**STUDY TEXT:**
Integrating the Signals: Implications of CFTR NBD1 Allostery to Cystic Fibrosis

Abstract

Cystic fibrosis-causing mutations in CFTR can lead to protein misprocessing or channel gating defects, perturbing the ion and fluid flow across epithelial surfaces. CFTR transmembrane helices extend into the cytoplasm and interface with two nucleotide-binding domains, NBD1 and NBD2, via short 'coupling helices' (CLs). Channel gating is regulated by ATP binding and hydrolysis in the NBD1/NBD2 dimer and by phosphorylation of the NBD1 regulatory insert (RI) and R region immediately C-terminal of NBD1. We have used NMR spectroscopy to probe changes in conformational populations caused by ligand binding or mutation, revealing an allosteric network linking the CL4 binding site to regions near the RI and the R region. Conformational exchange occurs on multiple timescales in the NBD1 αRI construct, including μs-ms exchange and elevated flexibility in loops and C-terminal helices H8 and H9. Q637R, a mutation between H8 and H9 near to where the R region begins, changes dynamics in the RI deletion site and the CL4 binding site. VX-809, a drug that partially rescues both folding and gating defects, binds to the β-strands beneath H8/H9 of full-length NBD1, destabilizing these helices and perturbing some chemical shifts in the CL4 binding site. Titration of a CL4 peptide results in remote changes to H8/H9 and correlated chemical shifts observed at the RI. An allosteric network coupling the CL4 binding site to regions near both of the phospho-regulatory sites may contribute to the folding and gating defects that arise from mutations at the CL4:NBD1 interface, including those of the most common CF-causing mutation, F508del. Coupling of remote NBD1 sites by the observed allosteric network suggests that distinct inputs are integrated in CFTR processing and function and implies that correlation of NBD-ICL interactions might be achieved through targeting of these allosterically-linked sites.

**RECORD EXTRACTS:**
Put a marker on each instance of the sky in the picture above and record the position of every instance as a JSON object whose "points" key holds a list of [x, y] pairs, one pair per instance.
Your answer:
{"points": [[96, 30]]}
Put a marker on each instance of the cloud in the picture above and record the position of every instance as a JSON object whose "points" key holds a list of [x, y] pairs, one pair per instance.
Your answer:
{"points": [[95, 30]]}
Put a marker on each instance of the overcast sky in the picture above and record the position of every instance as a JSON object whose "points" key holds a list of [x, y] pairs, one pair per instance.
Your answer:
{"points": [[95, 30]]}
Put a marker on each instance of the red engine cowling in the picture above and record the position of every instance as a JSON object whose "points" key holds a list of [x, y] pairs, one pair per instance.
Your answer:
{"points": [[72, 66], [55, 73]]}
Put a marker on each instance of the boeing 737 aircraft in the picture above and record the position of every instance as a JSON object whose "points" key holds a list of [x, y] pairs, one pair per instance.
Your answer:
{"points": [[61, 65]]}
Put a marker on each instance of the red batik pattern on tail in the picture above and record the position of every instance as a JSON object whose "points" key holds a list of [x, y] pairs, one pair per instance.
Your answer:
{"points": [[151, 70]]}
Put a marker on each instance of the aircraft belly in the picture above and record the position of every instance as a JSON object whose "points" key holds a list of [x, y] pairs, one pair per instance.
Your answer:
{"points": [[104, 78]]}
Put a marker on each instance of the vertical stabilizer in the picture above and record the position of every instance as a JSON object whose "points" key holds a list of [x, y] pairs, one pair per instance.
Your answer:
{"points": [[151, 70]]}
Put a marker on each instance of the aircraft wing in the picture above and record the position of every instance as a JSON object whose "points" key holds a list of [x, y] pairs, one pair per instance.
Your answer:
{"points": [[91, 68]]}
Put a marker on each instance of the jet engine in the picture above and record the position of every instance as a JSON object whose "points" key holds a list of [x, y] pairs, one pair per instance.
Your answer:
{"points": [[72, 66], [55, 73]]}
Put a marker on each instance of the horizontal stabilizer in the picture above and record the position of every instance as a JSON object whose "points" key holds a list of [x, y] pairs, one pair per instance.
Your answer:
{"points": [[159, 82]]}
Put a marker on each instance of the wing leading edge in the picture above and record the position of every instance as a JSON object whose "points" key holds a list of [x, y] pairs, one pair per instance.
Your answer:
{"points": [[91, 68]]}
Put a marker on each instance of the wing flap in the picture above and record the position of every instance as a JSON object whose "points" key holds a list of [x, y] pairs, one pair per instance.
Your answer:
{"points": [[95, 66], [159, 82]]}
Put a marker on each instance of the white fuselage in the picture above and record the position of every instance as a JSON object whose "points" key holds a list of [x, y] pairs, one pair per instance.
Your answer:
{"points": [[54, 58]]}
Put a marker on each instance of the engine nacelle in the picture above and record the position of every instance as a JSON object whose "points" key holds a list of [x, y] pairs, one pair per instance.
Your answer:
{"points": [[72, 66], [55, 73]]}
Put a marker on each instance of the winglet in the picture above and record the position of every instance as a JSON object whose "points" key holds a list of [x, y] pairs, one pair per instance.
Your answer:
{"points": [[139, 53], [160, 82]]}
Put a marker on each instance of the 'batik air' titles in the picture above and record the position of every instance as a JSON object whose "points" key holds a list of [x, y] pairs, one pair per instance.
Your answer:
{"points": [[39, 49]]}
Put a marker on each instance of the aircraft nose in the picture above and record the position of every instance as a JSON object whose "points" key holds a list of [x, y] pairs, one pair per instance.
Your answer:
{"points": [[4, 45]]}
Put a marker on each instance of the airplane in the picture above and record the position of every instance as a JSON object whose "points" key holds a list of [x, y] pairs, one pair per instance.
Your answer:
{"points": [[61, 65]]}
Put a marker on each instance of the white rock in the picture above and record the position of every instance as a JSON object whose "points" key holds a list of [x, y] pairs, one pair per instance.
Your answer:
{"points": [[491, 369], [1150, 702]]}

* * *

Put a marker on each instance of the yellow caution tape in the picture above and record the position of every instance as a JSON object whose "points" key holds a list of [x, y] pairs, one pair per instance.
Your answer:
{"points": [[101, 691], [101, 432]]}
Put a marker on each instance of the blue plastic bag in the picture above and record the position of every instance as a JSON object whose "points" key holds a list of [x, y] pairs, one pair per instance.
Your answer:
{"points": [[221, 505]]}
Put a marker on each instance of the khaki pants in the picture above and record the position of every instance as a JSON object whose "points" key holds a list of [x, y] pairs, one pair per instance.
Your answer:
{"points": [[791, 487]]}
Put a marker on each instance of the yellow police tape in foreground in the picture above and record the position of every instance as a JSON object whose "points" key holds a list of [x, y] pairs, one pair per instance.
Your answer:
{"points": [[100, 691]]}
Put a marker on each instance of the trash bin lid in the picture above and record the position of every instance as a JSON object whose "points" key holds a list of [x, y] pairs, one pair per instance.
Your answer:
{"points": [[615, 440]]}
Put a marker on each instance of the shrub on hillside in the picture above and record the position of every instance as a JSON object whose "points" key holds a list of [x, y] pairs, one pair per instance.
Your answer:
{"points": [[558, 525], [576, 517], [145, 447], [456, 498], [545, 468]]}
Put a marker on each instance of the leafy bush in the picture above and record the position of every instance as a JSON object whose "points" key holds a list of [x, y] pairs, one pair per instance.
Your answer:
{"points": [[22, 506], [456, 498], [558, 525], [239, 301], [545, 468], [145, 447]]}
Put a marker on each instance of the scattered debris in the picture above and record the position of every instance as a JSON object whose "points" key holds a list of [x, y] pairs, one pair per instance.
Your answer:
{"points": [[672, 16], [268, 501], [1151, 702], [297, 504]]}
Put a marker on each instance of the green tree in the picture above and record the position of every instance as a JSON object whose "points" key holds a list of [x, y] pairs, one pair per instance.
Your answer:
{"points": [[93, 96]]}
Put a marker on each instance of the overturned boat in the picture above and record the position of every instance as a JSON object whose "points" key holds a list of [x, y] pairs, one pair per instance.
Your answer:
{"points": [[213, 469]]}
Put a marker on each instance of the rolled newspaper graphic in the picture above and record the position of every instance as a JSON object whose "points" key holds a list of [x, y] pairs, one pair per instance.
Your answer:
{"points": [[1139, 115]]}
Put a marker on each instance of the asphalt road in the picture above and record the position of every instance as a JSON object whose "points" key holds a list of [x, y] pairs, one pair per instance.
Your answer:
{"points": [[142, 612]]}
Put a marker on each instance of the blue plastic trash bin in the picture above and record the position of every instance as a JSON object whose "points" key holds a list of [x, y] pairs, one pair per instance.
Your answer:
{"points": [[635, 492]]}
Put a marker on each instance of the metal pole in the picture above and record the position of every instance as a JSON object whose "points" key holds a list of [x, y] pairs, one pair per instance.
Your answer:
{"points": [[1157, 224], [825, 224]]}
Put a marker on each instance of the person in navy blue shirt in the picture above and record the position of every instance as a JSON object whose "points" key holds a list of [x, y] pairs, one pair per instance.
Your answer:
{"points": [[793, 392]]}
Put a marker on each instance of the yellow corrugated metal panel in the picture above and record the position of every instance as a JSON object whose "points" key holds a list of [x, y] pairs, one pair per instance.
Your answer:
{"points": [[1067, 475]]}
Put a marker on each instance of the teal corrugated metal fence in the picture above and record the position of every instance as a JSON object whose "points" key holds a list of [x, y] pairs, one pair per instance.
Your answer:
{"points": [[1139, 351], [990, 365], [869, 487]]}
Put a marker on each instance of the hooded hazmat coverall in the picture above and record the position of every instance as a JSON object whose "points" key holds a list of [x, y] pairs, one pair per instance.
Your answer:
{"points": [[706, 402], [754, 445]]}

--

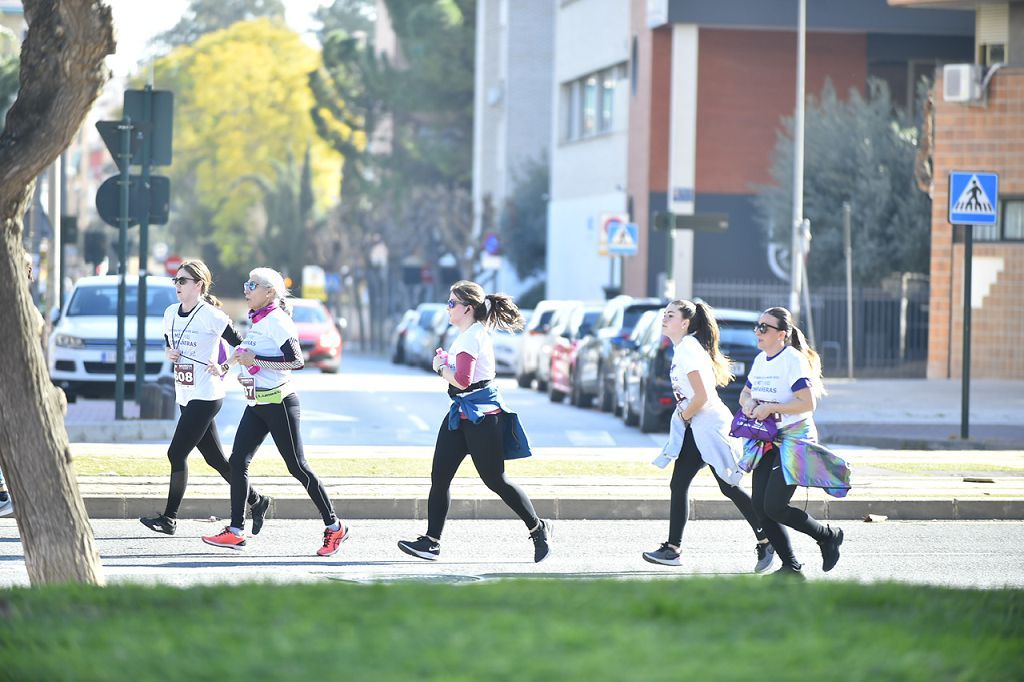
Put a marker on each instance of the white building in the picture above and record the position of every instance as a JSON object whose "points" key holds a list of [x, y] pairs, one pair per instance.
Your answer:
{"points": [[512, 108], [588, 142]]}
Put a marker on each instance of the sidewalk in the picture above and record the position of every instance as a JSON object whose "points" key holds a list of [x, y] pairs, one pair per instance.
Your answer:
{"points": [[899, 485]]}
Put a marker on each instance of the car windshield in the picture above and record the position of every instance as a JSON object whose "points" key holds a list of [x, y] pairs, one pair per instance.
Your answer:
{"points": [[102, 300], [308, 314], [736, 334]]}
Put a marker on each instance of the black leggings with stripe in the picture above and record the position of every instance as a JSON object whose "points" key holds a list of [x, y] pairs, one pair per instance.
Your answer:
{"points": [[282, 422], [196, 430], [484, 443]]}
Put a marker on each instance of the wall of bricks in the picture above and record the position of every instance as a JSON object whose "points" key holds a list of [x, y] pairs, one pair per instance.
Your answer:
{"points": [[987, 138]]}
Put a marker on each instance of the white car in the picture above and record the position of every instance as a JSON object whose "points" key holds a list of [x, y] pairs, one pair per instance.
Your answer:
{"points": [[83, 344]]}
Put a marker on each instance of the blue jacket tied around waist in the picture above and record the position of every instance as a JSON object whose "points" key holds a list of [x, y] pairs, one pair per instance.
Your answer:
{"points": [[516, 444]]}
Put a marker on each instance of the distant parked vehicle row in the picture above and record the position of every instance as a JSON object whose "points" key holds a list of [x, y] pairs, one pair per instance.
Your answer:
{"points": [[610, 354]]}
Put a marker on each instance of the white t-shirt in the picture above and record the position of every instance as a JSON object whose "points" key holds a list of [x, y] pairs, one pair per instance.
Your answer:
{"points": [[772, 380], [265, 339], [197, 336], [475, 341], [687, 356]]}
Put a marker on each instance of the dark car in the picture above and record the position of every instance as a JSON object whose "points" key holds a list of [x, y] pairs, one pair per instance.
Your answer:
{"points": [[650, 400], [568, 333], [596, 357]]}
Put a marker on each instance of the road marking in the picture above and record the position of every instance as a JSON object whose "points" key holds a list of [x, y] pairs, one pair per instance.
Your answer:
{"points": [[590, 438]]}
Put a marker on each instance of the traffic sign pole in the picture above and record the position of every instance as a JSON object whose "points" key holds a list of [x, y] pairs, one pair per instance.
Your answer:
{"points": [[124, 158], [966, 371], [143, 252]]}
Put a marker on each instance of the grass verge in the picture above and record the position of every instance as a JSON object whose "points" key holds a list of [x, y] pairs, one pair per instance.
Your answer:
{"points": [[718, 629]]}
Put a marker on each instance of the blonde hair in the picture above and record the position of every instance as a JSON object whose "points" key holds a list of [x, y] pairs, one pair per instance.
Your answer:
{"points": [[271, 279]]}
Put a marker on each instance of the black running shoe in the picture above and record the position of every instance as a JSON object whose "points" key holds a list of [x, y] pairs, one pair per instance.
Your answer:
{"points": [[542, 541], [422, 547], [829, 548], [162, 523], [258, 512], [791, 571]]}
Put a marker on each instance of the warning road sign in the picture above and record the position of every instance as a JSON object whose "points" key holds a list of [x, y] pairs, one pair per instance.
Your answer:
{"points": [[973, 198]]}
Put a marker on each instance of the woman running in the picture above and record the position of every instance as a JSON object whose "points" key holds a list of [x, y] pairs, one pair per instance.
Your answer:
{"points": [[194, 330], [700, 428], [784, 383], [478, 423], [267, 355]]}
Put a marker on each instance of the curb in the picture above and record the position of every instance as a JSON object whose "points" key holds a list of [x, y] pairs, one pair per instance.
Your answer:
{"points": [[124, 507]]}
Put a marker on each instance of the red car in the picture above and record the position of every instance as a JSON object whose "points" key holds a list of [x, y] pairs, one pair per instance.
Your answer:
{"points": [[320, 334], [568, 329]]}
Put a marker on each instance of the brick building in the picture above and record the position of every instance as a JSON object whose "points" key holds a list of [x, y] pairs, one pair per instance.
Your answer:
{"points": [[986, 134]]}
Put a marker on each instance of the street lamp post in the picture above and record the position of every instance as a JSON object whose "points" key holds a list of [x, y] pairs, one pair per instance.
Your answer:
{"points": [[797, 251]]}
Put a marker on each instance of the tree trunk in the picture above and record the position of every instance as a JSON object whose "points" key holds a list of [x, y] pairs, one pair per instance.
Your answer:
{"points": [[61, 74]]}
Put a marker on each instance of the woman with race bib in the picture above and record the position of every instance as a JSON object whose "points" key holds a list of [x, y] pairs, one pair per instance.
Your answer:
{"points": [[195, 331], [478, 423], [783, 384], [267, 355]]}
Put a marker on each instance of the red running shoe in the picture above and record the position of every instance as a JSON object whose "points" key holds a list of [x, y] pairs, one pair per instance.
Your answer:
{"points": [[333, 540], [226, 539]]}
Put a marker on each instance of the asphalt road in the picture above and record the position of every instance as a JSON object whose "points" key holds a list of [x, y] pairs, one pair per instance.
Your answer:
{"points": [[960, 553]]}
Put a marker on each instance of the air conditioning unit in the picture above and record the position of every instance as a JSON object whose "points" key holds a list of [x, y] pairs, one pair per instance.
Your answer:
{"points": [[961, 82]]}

**ASSIGNED TASK:**
From the CFTR abstract above, list every abbreviation whose meaning the abstract spells out, together with what each one stands for.

**WRITTEN RESPONSE:**
- NBD1 and NBD2: the two nucleotide-binding domains
- CLs: coupling helices
- RI: the NBD1 regulatory insert